Labeled shape records:
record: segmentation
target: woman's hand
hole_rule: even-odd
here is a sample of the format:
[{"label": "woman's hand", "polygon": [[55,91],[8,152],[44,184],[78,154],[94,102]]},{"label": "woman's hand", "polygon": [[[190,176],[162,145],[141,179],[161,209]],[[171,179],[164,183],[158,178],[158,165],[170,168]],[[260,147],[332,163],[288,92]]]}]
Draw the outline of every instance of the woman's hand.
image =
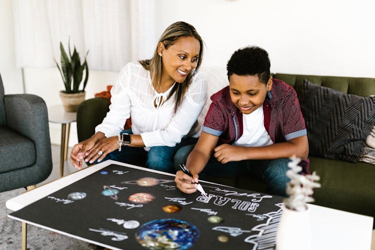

** Goal **
Duplicate the listing above word for word, omitting the picture.

** The completed task **
record: segmentation
target: woman's hand
hole_rule: even-odd
here is a sample of the format:
[{"label": "woman's hand", "polygon": [[55,91],[8,152],[44,184],[78,154],[94,102]]},{"label": "woman's hand", "polygon": [[[190,176],[162,145],[141,179],[161,209]],[[171,179],[164,183],[158,178],[158,165],[170,168]],[[260,147],[332,163],[288,92]]]}]
Draw the outline of every instance of the woman's hand.
image =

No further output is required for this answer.